## [Provided passage]

%%

A heads-up; I wrote this with the intention of keeping it private. However, me being me.... public it is. I apologize if its not coherent.
We have just exceeded our halfway mark in this crazy life we call Peace Corps, so with the amount of reflection I have gone through, I decided I might as well put pen to paper, figuratively of course. This is Peace Corps after all. Hello computer, internet, connectivity. Posh Corps however is not the purpose of this entry. I would consider it more, in my current sense of melancholy, a time of recognition of the struggles I had never imagined I would face, as well I suppose the successes as PC has us refer to everything from big projects to personal achievements should be covered as well.
When joining the Peace Corps, I had thought my struggles would be isolation from friends, struggle with language and/or culture, and not quite being qualified enough for the job I would have. Some of these do come into play, but they do not emotionally pull at me. I often have to combat my self-deprecating comparisons and thoughts that I am not doing enough for my community. But this is something I see in the eyes of other volunteers occasionally. The real struggle, the one that I had never ever ever expected, something I have never had to really come to terms with, with the sense of people entering and leaving my life just as quickly as they came. I had just graduated from college and had to break ties with many friends I had, then I jumped into Peace Corps with two feet. I have grown close to some, I have developed friendships, relationships, although I remind myself that nearly all the people I meet and get to know on a personal level I will never meet again. It is incredibly difficult to not be close to some, and I do find myself being avoidant, or pushing people away. Of those who leave, some I miss and some I just say bye and walk away. There is a barrier I have built to protect myself from having more goodbyes to make.
There is another, maybe the most fearful of goodbyes, the lingering, the reminder. As many people know, my father was sick throughout my senior year of college with pancreatic cancer. He was diagnosed after I began my application process for Peace Corps, and thankfully went into remission as I was leaving to come to Macedonia. Unfortunately, he was diagnosed again with a cancer in his lymph node in his neck shortly after we returned from our cruise in July. He had spent most of the cruise sick which makes me concerned how much of this illness was due to the lymph and how much of it was previous to actually coming. Did my dad risk his health just to see me? How much pressure am I putting on them by being here, by not being that supportive person in their lives? I had clear understanding that if they ever decide I need to return, I will. However, I do not trust them so much in this. After seeing how things have changed, or how many things have not changed from when my father was ill last time, I felt that they were never going to tell me if they really needed me to come back. This part is still an unknown.

%%

## [Data to examine]

%%

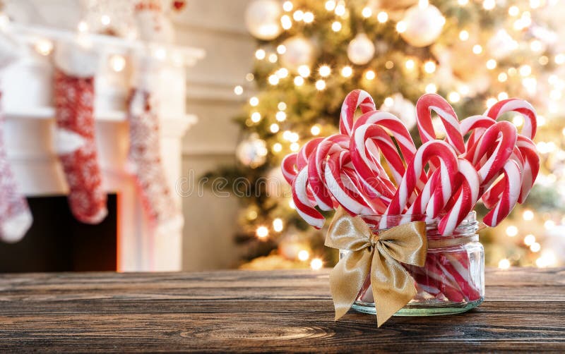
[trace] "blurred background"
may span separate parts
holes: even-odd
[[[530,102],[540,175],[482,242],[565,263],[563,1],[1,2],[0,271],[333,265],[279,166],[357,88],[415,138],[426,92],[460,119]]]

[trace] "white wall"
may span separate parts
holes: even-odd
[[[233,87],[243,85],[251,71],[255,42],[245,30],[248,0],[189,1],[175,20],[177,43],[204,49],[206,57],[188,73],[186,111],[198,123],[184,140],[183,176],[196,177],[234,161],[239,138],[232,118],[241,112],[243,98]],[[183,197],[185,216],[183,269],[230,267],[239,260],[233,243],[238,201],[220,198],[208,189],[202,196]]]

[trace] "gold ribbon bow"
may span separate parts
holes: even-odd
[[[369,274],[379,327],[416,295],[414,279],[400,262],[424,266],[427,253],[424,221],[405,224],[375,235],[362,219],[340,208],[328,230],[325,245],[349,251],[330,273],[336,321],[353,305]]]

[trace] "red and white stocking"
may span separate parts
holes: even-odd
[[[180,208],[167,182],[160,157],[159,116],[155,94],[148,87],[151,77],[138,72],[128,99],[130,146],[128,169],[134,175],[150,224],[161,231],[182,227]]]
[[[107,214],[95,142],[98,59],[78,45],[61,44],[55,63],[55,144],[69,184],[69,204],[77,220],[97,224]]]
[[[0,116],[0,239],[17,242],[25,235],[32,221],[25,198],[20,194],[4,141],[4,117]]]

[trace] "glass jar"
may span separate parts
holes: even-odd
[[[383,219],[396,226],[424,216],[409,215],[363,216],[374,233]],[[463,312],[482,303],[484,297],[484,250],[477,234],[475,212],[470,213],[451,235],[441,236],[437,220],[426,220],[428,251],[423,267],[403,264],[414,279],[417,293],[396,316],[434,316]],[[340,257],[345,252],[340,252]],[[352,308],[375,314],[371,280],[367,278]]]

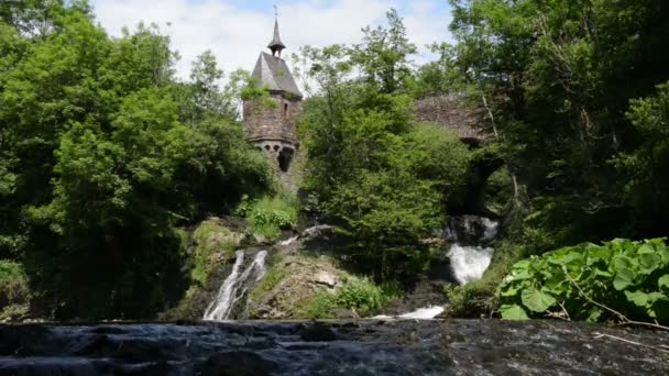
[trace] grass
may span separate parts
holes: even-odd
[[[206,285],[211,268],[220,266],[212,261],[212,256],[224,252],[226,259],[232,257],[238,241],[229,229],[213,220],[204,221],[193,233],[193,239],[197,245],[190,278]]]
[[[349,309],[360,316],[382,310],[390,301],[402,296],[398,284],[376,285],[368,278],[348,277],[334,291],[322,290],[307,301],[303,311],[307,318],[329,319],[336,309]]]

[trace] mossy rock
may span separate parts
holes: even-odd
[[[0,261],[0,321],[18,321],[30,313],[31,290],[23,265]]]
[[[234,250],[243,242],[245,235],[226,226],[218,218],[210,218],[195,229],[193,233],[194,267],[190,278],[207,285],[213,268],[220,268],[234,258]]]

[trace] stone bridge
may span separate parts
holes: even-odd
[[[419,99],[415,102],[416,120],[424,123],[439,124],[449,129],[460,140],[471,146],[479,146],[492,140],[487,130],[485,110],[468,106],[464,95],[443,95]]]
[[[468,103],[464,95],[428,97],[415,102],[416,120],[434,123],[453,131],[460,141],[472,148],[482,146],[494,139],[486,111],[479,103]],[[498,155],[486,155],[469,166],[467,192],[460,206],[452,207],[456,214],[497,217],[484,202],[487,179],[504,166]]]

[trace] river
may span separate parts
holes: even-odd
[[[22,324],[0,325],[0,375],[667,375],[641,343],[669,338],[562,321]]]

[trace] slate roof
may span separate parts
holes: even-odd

%%
%%

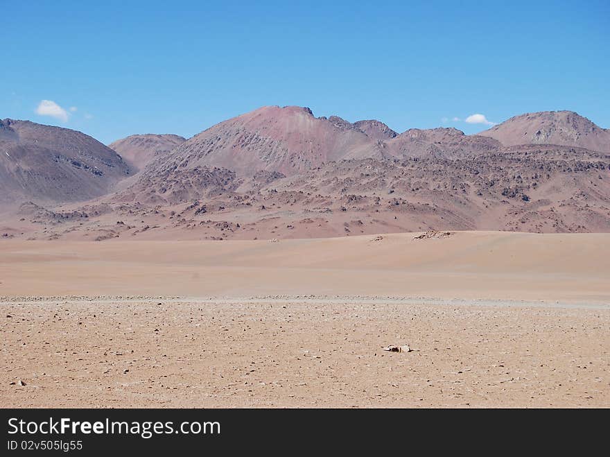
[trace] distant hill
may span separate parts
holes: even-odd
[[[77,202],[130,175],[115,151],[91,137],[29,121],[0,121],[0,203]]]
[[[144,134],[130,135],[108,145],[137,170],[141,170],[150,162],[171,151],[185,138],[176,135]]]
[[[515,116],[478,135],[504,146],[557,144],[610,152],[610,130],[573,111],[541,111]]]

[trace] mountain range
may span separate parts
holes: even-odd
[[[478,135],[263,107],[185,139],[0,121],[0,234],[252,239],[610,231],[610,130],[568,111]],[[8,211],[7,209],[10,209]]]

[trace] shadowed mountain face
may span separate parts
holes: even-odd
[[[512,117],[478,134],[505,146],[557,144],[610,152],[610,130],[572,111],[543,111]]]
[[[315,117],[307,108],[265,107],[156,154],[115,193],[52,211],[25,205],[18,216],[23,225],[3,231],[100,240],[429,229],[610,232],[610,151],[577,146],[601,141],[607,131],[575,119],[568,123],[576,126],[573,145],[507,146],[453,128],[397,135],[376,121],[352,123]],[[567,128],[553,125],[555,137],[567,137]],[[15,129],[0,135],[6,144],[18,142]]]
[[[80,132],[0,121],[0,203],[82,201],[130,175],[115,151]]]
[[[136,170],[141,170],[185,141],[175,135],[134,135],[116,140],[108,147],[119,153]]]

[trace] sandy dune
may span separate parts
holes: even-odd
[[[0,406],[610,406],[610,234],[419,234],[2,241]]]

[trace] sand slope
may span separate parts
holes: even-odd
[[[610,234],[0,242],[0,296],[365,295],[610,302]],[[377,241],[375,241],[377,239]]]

%%

## [List of tasks]
(a) Rewrite the Peace Corps entry from "We have just" up to and including "covered as well.", changing "computer" to "laptop".
(b) List the struggles the writer of the Peace Corps entry expected to face when joining the Peace Corps.
The material is unrelated to the Peace Corps entry.

## [Problem solutions]
(a)
We have just exceeded our halfway mark in this crazy life we call Peace Corps, so with the amount of reflection I have gone through, I decided I might as well put pen to paper, figuratively of course. This is Peace Corps after all. Hello laptop, internet, connectivity. Posh Corps however is not the purpose of this entry. I would consider it more, in my current sense of melancholy, a time of recognition of the struggles I had never imagined I would face, as well I suppose the successes as PC has us refer to everything from big projects to personal achievements should be covered as well.

(b)
- Isolation from friends
- Struggle with language and/or culture
- Not quite being qualified enough for the job